# Tools left on your job site



## varybarry (Sep 10, 2007)

My brother and I are co-owners in our business. He is constantly leaving our tools laying around and I'm too obsessive to leave stuff behind. The arguments never end.


----------



## killamike553 (Sep 17, 2007)

^ You want see tools laying around job sites that often in Miami, when you go back for them they wont be there!!:blink:


----------



## Mike Finley (Apr 28, 2004)

Almost had a nice Dewalt 18volt snake light. Electrician came back on the job after 5 days to do some other work for the homeowner and found his light still sitting where he left it. His comment: Oh wow, there's my light, I thought I lost it on a custom I was just working on.


----------



## Chazbe (Apr 13, 2007)

This seems to be an age old problem!!!
Last year I had to re-do some plaster and lath ceilings in a 100 year old apt building(built by George Westinghouse for his foundry workers). The plaster had become unkeyed over time and was sagging real bad. As I was tearing it down I got plopped in the head by a hammer. I can gaurentee that the ceiling and the floor above was never touched since construction.

I kept the hammer. If anyone knows anything about vintage tools and their markings I would love to find out some history on it.:thumbsup:
Cheers
Chuck


----------



## bustedbolt (Dec 9, 2006)

thats great chuck.
bet that guy 100 years ago got a CHEW out and cursed that hammer so much it was doomed to fall on someones head.

I still remember the summer I cleared about what seemed like an acre or two of brush and briars and my dad said good job, where's the sickle?

——

* **DIRECTIVES**:
1. Reproduce the passage of the thread on tools left at job sites that begins at the words "My brother and" and stops after "arguments never end.".
2. Locate each line of the listing containing the string "stone" and copy it out. Matching is case-sensitive.

* **DATA LINES**:
——

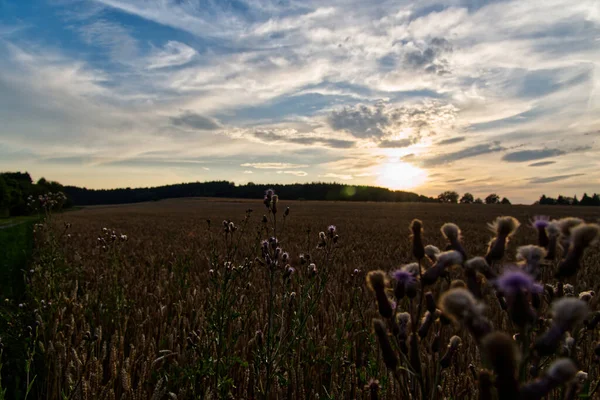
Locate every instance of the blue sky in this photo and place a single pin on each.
(478, 96)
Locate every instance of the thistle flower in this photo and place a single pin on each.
(532, 256)
(416, 227)
(566, 314)
(445, 260)
(540, 222)
(562, 371)
(432, 252)
(581, 237)
(501, 352)
(389, 355)
(504, 228)
(403, 279)
(377, 283)
(452, 233)
(451, 350)
(461, 306)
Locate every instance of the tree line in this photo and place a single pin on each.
(468, 198)
(561, 200)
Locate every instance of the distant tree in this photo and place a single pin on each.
(467, 198)
(448, 197)
(492, 199)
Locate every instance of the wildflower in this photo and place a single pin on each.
(504, 228)
(452, 233)
(453, 346)
(389, 355)
(444, 260)
(501, 352)
(416, 226)
(581, 237)
(461, 306)
(540, 222)
(377, 282)
(331, 230)
(432, 252)
(559, 373)
(566, 314)
(532, 256)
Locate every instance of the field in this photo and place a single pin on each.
(166, 300)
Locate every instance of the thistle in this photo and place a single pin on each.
(581, 237)
(566, 314)
(453, 234)
(504, 227)
(500, 350)
(416, 227)
(377, 283)
(560, 372)
(444, 260)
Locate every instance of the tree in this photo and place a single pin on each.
(467, 198)
(448, 197)
(492, 199)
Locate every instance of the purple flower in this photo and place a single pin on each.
(540, 221)
(513, 281)
(403, 277)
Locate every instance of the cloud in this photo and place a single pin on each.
(173, 54)
(344, 177)
(550, 179)
(295, 173)
(467, 152)
(192, 120)
(542, 163)
(382, 119)
(274, 165)
(293, 136)
(531, 155)
(453, 140)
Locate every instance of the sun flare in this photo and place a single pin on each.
(398, 175)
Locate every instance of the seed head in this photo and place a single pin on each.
(504, 226)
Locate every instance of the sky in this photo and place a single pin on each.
(466, 95)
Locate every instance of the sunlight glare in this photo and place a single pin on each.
(398, 175)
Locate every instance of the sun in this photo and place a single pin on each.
(398, 175)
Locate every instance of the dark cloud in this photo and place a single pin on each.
(271, 136)
(396, 143)
(457, 139)
(550, 179)
(531, 155)
(467, 152)
(542, 163)
(195, 121)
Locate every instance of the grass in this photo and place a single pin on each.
(205, 310)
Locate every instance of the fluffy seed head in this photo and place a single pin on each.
(451, 231)
(376, 280)
(531, 254)
(562, 370)
(458, 303)
(568, 312)
(514, 281)
(567, 224)
(583, 235)
(432, 252)
(449, 258)
(504, 226)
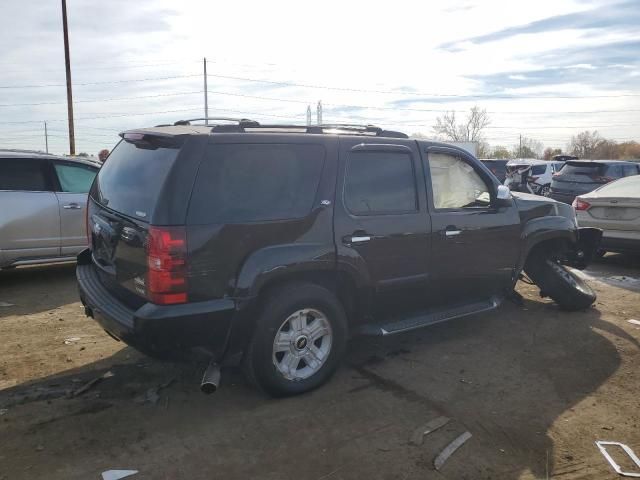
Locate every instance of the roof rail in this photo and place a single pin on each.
(241, 125)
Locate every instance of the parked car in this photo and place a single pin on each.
(497, 166)
(583, 176)
(615, 209)
(43, 216)
(531, 176)
(270, 245)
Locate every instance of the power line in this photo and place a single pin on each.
(395, 92)
(131, 80)
(98, 100)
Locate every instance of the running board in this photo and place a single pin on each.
(429, 317)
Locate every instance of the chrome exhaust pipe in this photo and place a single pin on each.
(210, 379)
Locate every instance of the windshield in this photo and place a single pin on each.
(131, 179)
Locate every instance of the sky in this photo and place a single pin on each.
(545, 70)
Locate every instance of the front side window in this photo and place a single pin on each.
(22, 174)
(246, 183)
(380, 183)
(75, 178)
(455, 183)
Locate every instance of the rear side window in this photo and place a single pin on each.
(130, 180)
(380, 183)
(538, 169)
(75, 178)
(615, 171)
(245, 183)
(26, 174)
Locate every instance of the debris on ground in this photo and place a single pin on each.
(418, 435)
(90, 384)
(602, 446)
(450, 449)
(152, 395)
(117, 474)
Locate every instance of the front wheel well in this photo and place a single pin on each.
(339, 283)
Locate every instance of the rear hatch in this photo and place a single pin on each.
(121, 207)
(580, 177)
(615, 206)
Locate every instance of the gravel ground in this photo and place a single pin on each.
(534, 386)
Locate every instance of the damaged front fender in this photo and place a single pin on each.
(584, 249)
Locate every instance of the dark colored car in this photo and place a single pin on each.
(582, 176)
(271, 245)
(497, 166)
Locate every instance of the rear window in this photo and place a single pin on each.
(25, 174)
(247, 183)
(588, 169)
(131, 179)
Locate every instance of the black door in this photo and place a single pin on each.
(381, 221)
(476, 243)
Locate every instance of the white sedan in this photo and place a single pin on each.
(615, 208)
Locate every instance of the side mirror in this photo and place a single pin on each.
(503, 196)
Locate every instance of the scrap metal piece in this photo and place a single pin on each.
(418, 435)
(117, 474)
(450, 449)
(90, 384)
(601, 445)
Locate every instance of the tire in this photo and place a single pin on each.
(569, 291)
(299, 362)
(545, 190)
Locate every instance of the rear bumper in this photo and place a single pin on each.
(585, 248)
(158, 330)
(562, 197)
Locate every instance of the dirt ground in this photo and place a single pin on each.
(533, 385)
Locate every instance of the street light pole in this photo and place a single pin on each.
(67, 62)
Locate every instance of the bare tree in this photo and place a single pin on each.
(471, 130)
(584, 144)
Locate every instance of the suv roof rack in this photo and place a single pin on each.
(245, 125)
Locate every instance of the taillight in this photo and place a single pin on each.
(87, 228)
(166, 265)
(580, 204)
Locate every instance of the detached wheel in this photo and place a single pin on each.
(298, 342)
(568, 290)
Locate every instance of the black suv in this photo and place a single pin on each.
(583, 176)
(270, 245)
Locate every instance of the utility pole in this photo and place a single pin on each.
(67, 63)
(46, 138)
(206, 95)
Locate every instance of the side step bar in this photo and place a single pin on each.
(429, 317)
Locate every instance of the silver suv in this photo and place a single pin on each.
(43, 205)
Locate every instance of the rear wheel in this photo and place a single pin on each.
(298, 342)
(568, 290)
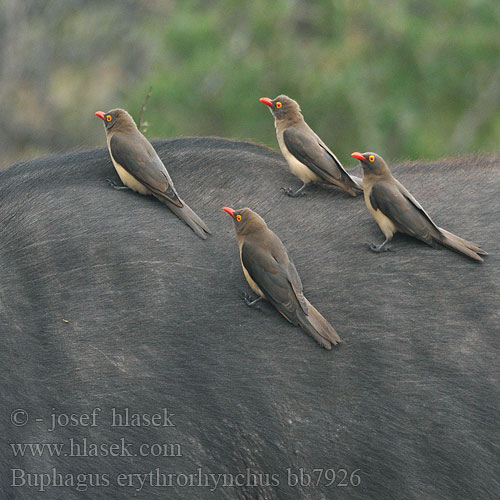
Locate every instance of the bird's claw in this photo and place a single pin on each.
(378, 248)
(293, 194)
(114, 185)
(249, 301)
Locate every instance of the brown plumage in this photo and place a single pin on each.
(271, 274)
(395, 209)
(308, 157)
(141, 169)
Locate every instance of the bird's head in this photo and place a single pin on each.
(282, 107)
(116, 118)
(372, 163)
(245, 220)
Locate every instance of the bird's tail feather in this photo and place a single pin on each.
(318, 327)
(460, 245)
(186, 214)
(472, 246)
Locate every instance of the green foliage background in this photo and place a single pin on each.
(406, 78)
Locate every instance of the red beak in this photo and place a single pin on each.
(229, 211)
(266, 101)
(358, 156)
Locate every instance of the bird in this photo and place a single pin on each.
(395, 209)
(308, 157)
(271, 274)
(140, 168)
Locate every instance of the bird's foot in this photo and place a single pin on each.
(379, 248)
(116, 186)
(293, 194)
(249, 301)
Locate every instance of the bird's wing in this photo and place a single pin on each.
(140, 160)
(398, 204)
(313, 153)
(276, 276)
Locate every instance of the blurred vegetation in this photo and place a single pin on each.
(405, 78)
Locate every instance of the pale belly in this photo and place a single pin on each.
(250, 281)
(130, 181)
(127, 179)
(304, 173)
(385, 224)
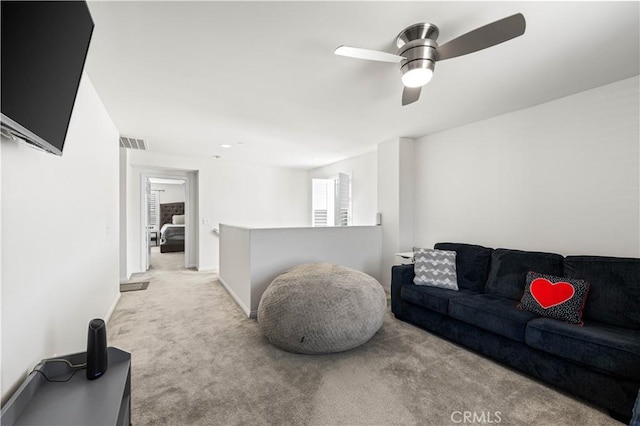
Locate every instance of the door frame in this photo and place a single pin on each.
(144, 237)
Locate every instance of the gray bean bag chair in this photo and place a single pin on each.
(321, 308)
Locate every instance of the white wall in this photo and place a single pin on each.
(59, 240)
(170, 193)
(364, 185)
(395, 200)
(563, 176)
(230, 192)
(266, 253)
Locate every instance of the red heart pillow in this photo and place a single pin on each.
(549, 294)
(555, 297)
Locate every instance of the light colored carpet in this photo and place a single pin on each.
(196, 359)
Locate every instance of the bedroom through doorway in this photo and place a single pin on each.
(166, 226)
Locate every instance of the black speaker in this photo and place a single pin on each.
(96, 349)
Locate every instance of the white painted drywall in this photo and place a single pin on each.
(364, 184)
(232, 192)
(395, 200)
(170, 193)
(561, 176)
(59, 240)
(268, 252)
(235, 264)
(122, 220)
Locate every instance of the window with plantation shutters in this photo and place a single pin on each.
(154, 209)
(331, 201)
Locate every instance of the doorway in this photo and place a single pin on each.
(166, 223)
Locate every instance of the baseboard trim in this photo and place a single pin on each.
(112, 307)
(248, 312)
(206, 269)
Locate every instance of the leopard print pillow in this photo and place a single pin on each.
(555, 297)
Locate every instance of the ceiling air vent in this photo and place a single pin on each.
(133, 143)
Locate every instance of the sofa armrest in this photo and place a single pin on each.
(400, 275)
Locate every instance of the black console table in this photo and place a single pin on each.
(104, 401)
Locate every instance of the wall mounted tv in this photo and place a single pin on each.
(44, 47)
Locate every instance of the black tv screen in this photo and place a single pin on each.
(44, 47)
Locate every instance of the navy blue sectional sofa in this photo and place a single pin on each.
(599, 361)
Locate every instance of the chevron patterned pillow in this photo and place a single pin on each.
(435, 268)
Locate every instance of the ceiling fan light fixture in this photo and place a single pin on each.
(417, 73)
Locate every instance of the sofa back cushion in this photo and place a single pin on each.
(614, 297)
(508, 273)
(472, 264)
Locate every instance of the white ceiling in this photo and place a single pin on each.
(262, 76)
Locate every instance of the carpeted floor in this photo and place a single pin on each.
(196, 359)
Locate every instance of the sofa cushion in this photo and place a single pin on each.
(434, 298)
(509, 268)
(555, 297)
(492, 313)
(611, 349)
(614, 297)
(435, 268)
(472, 264)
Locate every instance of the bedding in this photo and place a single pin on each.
(171, 235)
(171, 238)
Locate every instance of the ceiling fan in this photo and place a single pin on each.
(418, 51)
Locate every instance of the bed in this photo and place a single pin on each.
(171, 234)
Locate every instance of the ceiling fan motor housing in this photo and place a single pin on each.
(417, 44)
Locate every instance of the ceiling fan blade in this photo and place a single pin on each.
(410, 95)
(368, 54)
(483, 37)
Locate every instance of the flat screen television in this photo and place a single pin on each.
(44, 47)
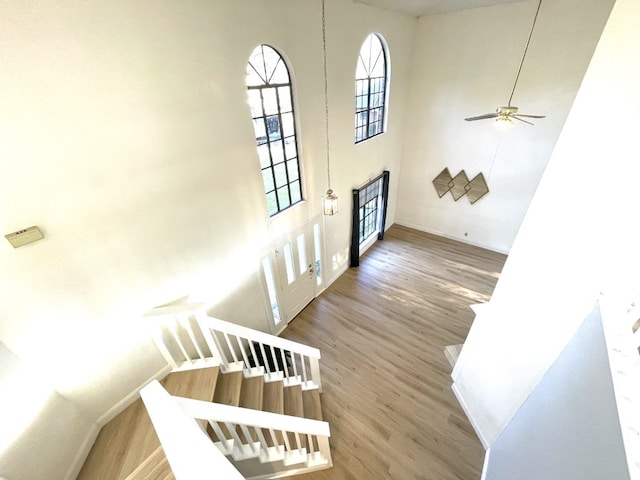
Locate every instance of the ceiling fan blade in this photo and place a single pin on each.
(481, 117)
(516, 118)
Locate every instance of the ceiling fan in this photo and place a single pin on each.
(506, 115)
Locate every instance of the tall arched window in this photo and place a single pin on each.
(371, 88)
(270, 99)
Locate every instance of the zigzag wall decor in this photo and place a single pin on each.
(460, 185)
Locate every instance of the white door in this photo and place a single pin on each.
(294, 257)
(292, 274)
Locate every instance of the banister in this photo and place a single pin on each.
(226, 413)
(258, 336)
(189, 451)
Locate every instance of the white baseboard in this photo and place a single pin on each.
(467, 411)
(485, 465)
(451, 237)
(89, 440)
(82, 453)
(131, 397)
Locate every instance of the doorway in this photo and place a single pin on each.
(293, 273)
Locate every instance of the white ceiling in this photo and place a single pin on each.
(418, 8)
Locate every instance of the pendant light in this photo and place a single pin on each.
(330, 199)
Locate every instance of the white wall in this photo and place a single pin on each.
(465, 65)
(125, 135)
(579, 237)
(33, 417)
(568, 427)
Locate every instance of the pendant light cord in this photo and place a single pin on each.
(525, 52)
(326, 93)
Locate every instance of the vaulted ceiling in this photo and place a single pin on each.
(419, 8)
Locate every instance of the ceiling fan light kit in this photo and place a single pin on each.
(504, 116)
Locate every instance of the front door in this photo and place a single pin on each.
(297, 271)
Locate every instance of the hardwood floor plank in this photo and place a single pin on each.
(382, 329)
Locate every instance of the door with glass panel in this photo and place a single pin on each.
(293, 274)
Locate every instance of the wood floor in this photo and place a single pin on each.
(381, 329)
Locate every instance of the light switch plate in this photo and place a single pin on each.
(24, 237)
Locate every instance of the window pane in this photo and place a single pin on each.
(371, 82)
(287, 124)
(302, 254)
(271, 289)
(273, 125)
(284, 94)
(292, 169)
(267, 178)
(270, 101)
(288, 262)
(277, 155)
(283, 198)
(255, 103)
(272, 204)
(316, 245)
(290, 147)
(280, 75)
(296, 192)
(280, 174)
(263, 154)
(271, 60)
(258, 128)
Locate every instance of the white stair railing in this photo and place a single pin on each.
(244, 433)
(188, 338)
(621, 323)
(188, 449)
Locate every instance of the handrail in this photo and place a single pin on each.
(190, 453)
(255, 418)
(620, 324)
(188, 338)
(258, 336)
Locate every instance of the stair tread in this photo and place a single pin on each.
(198, 384)
(311, 404)
(228, 389)
(273, 397)
(293, 401)
(252, 392)
(155, 467)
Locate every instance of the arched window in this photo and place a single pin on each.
(371, 88)
(270, 99)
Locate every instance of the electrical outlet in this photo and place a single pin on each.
(24, 237)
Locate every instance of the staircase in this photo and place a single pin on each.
(256, 396)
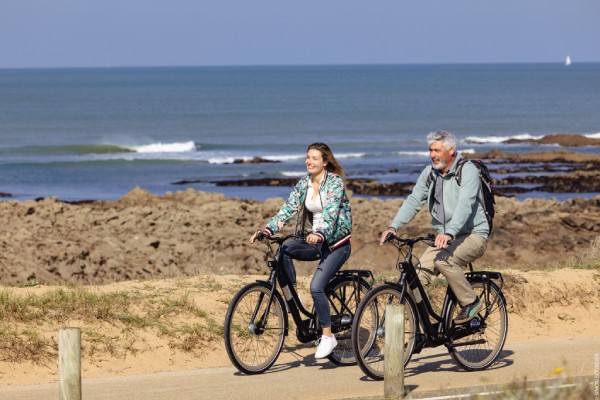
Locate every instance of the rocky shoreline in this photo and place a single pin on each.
(551, 172)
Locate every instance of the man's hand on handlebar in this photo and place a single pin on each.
(442, 241)
(257, 235)
(384, 235)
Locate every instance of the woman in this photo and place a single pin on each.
(322, 208)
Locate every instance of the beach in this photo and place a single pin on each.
(193, 247)
(133, 222)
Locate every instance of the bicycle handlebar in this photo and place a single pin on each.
(410, 241)
(261, 236)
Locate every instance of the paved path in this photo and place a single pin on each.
(306, 379)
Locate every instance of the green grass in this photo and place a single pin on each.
(113, 323)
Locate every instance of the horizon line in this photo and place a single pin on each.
(109, 66)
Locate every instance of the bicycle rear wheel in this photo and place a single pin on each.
(343, 301)
(368, 329)
(254, 335)
(476, 347)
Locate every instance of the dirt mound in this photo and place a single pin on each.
(190, 232)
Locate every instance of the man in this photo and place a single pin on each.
(457, 215)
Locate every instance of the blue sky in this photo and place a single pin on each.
(88, 33)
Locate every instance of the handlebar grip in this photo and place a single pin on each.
(389, 237)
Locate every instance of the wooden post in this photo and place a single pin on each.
(69, 364)
(393, 363)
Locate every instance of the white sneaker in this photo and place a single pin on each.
(325, 346)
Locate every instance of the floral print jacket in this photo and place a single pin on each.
(335, 226)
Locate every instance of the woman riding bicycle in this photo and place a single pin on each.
(321, 207)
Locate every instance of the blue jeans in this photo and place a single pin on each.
(331, 262)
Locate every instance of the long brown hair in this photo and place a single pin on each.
(332, 164)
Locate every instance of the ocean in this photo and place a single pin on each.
(95, 134)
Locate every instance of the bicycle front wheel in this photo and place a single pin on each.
(368, 329)
(255, 330)
(480, 341)
(343, 303)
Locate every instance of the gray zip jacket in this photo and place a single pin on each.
(463, 205)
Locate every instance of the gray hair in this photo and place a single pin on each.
(447, 138)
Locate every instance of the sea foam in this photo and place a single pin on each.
(180, 147)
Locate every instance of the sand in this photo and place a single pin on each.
(140, 241)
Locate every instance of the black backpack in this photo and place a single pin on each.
(489, 201)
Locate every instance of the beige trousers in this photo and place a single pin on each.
(450, 263)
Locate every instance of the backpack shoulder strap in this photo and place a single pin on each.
(430, 178)
(458, 173)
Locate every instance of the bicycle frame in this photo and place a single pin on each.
(440, 331)
(308, 329)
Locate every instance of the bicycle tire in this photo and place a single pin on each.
(488, 341)
(253, 348)
(344, 299)
(368, 329)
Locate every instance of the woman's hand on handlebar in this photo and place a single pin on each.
(313, 239)
(385, 234)
(257, 235)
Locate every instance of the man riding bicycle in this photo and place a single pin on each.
(457, 215)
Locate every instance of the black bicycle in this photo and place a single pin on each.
(257, 322)
(474, 345)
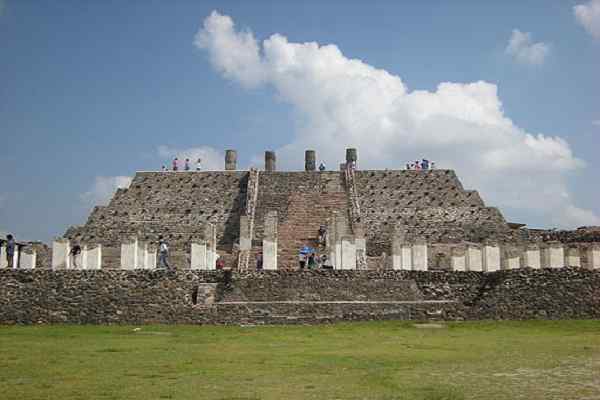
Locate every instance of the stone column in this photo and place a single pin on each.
(474, 260)
(341, 230)
(419, 255)
(593, 256)
(60, 254)
(572, 258)
(511, 258)
(270, 161)
(531, 257)
(245, 234)
(360, 241)
(151, 256)
(28, 258)
(230, 160)
(330, 240)
(142, 255)
(198, 256)
(210, 235)
(3, 261)
(458, 261)
(270, 241)
(351, 155)
(129, 254)
(491, 258)
(348, 249)
(553, 256)
(310, 160)
(93, 256)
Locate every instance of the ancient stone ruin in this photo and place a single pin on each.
(399, 244)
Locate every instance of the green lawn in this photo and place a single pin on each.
(383, 360)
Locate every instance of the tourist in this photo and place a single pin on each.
(10, 250)
(220, 264)
(302, 260)
(259, 261)
(163, 253)
(312, 262)
(322, 234)
(75, 251)
(325, 262)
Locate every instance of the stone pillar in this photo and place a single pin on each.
(198, 256)
(511, 258)
(572, 259)
(593, 257)
(60, 254)
(142, 255)
(28, 258)
(553, 256)
(3, 261)
(458, 257)
(270, 241)
(419, 256)
(245, 234)
(129, 254)
(531, 257)
(151, 256)
(330, 240)
(270, 161)
(310, 160)
(341, 230)
(80, 260)
(491, 258)
(210, 235)
(93, 256)
(473, 259)
(351, 155)
(230, 160)
(360, 241)
(348, 249)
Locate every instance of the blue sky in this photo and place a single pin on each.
(94, 89)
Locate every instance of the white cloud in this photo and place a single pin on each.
(347, 103)
(588, 15)
(103, 189)
(212, 159)
(523, 50)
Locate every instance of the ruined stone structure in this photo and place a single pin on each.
(402, 245)
(289, 297)
(431, 206)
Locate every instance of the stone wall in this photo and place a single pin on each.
(137, 297)
(430, 204)
(173, 204)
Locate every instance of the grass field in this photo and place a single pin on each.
(385, 360)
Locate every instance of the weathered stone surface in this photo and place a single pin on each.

——

* **COMPLETED EXERCISE**:
1.
My brother and I are co-owners in our business. He is constantly leaving our tools laying around and I'm too obsessive to leave stuff behind. The arguments never end.

2.
Locate every instance of the stone column in this photo and place a single pin on each.
Locate every instance of the ancient stone ruin in this photo and place a single pin on each.
Locate every instance of the stone pillar in this photo and place a single pin on each.
Locate every instance of the ruined stone structure in this photo and place a single pin on each.
Locate every instance of the stone wall in this photo and place a single pin on each.
Locate every instance of the weathered stone surface in this photo and place a single pin on each.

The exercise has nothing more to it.